Tuesday, 29 September 2015

Bereaved families seek answers over missing tank crew

Defense Minister Moshe Ya’alon has taken an interest in resolving a 42-year-old mystery as to the whereabouts of the remains of four IDF soldiers, who died in the 1973 Yom Kippur War and may have been buried in Jerusalem without their families’ knowledge.
Ya’alon, who fought in the war, last week asked to see details of a report by the IDF’s Missing Persons Unit that concluded that the Egyptians had returned the remains of a tank crew killed on the first day of the war, October 6, 1973, the Hebrew-language Haaretz news site reported on Monday.
For over four decades, IDF soldiers Meiron Altager, Yaakov Keller, Haim Mutzafi and Dan Gilat were believed to have fallen in action along the Suez Canal. The whereabouts of their remains were officially unknown.
But last year, a report from the missing person’s unit concluded there was a high probability that their bodies were returned to Israel in July 1977 and interred in a mass grave for unidentified soldiers at the Mount Herzl military cemetery in Jerusalem.
Because none of the bodies were identified, their families were not informed and continued to believe their loved ones were lost somewhere in the Sinai Desert, where some of the bitterest fighting of the three-week conflict took place.
Now the families are pushing to have the status of their loved ones changed to that of fallen soldiers buried in Israel, giving them a measure of emotional closure.
Retired IDF general Yaakov Amidror, who is responsible for dealing with fallen soldiers from the Egyptian front during the 1973 war, remained wary of reaching such conclusions. Amidror maintains that since the IDF didn’t positively identify the bodies at the time, there is no way of establishing whether they are indeed the missing tank crew. The families, on the other hand, argue that, at the time, advanced methods of identification, such as DNA testing, where not available to the IDF, the report said.
Knesset member Amir Peretz (Zionist Union), another veteran of the fighting in the Sinai in 1973, has asked that the Knesset Foreign Affairs and Defense Committee debate the issue.
A modern DNA test would involve exhuming the bodies, a controversial issue in Israel, as the practice is considered a desecration of the grave, which is forbidden under Jewish religious laws.
According to the Haartez report, from 1974 until 1987 the Egyptians returned some 200 coffins containing the remains of 147 soldiers. Those who were not positively identified were buried in the communal grave in Mount Herzl. Currently, there are 18 IDF soldiers who are considered to have fallen during the Yom Kippur War but whose remains are still missing.

§ **TASK**
From the article on the missing tank crew, reproduce the passage word for word, beginning at the words "Defense Minister Moshe" and stopping after "reported on Monday.".

§ **DATA SHOWN**
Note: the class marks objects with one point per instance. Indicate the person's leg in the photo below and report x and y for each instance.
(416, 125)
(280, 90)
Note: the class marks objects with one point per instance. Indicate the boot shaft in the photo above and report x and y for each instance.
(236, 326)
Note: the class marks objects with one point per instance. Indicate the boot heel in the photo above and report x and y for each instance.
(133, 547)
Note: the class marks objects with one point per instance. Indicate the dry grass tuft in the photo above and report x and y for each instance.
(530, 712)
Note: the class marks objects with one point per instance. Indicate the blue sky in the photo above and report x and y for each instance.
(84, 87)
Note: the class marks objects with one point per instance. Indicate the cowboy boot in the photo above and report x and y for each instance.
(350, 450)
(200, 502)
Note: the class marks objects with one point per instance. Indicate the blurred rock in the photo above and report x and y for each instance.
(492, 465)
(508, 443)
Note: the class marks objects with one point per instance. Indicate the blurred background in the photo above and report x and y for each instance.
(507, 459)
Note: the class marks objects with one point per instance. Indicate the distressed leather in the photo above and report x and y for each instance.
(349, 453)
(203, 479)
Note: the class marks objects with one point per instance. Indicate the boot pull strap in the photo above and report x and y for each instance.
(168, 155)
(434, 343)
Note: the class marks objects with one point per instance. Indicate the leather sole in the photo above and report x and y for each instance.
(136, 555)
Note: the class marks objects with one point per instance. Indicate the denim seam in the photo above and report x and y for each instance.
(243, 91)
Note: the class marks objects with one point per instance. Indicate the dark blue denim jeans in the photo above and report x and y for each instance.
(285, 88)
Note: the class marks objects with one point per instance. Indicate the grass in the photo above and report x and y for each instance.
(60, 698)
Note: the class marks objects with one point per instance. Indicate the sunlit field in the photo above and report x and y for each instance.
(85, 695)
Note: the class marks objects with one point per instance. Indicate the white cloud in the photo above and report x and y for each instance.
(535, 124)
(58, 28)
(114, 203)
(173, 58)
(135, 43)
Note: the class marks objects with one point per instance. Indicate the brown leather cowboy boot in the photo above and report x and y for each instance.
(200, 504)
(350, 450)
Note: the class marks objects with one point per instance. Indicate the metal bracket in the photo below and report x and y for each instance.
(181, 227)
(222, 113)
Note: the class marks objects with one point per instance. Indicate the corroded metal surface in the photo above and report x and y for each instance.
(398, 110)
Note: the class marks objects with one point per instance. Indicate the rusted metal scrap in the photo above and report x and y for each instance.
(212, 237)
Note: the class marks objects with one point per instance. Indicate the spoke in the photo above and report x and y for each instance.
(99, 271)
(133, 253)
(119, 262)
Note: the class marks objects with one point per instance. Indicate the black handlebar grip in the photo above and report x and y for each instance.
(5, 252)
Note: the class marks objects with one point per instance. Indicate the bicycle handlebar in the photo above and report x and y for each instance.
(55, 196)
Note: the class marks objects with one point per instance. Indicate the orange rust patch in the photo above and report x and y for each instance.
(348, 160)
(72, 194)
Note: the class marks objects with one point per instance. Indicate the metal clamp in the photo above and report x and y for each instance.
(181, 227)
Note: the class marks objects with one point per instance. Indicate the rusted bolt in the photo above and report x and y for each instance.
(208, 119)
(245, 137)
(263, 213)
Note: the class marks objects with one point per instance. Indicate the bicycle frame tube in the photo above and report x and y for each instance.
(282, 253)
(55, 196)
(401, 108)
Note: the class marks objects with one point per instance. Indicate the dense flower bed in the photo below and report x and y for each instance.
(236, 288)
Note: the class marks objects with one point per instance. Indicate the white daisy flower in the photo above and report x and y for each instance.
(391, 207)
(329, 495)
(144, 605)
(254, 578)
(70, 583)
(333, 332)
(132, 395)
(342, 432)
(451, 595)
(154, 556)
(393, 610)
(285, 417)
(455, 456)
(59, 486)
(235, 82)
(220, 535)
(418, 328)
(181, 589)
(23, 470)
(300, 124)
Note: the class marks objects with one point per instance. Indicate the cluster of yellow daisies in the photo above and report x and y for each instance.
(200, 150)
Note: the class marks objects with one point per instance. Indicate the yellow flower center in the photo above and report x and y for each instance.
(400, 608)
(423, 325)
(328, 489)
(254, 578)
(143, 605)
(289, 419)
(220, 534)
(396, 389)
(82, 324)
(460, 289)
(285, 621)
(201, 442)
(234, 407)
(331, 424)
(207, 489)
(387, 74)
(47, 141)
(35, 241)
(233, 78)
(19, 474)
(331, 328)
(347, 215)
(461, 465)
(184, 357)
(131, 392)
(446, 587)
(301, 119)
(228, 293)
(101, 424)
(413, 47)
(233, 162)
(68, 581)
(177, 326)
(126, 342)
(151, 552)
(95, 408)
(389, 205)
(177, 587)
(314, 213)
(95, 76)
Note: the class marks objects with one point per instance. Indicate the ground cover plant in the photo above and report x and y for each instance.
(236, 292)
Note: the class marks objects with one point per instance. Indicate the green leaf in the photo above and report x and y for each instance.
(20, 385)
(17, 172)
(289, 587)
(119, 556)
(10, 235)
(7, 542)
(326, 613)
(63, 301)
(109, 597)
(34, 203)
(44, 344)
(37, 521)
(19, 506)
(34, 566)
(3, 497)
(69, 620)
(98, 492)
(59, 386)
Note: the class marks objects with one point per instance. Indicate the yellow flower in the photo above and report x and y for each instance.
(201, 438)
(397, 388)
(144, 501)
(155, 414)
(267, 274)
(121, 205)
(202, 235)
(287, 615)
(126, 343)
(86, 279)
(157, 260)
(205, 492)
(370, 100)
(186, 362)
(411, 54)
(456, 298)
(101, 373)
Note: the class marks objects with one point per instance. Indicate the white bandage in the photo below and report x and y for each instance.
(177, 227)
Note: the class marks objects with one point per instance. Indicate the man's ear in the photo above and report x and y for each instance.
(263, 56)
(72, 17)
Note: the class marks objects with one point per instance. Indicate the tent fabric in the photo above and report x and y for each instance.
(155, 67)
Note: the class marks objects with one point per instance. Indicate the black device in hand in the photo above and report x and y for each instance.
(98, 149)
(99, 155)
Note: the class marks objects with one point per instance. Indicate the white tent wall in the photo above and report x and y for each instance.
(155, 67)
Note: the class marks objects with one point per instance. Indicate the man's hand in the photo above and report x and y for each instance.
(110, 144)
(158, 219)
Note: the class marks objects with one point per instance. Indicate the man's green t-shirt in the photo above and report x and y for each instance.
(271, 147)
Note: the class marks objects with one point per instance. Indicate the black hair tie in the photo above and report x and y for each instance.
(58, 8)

§ **WRITTEN RESPONSE**
Defense Minister Moshe Ya’alon has taken an interest in resolving a 42-year-old mystery as to the whereabouts of the remains of four IDF soldiers, who died in the 1973 Yom Kippur War and may have been buried in Jerusalem without their families’ knowledge.
Ya’alon, who fought in the war, last week asked to see details of a report by the IDF’s Missing Persons Unit that concluded that the Egyptians had returned the remains of a tank crew killed on the first day of the war, October 6, 1973, the Hebrew-language Haaretz news site reported on Monday.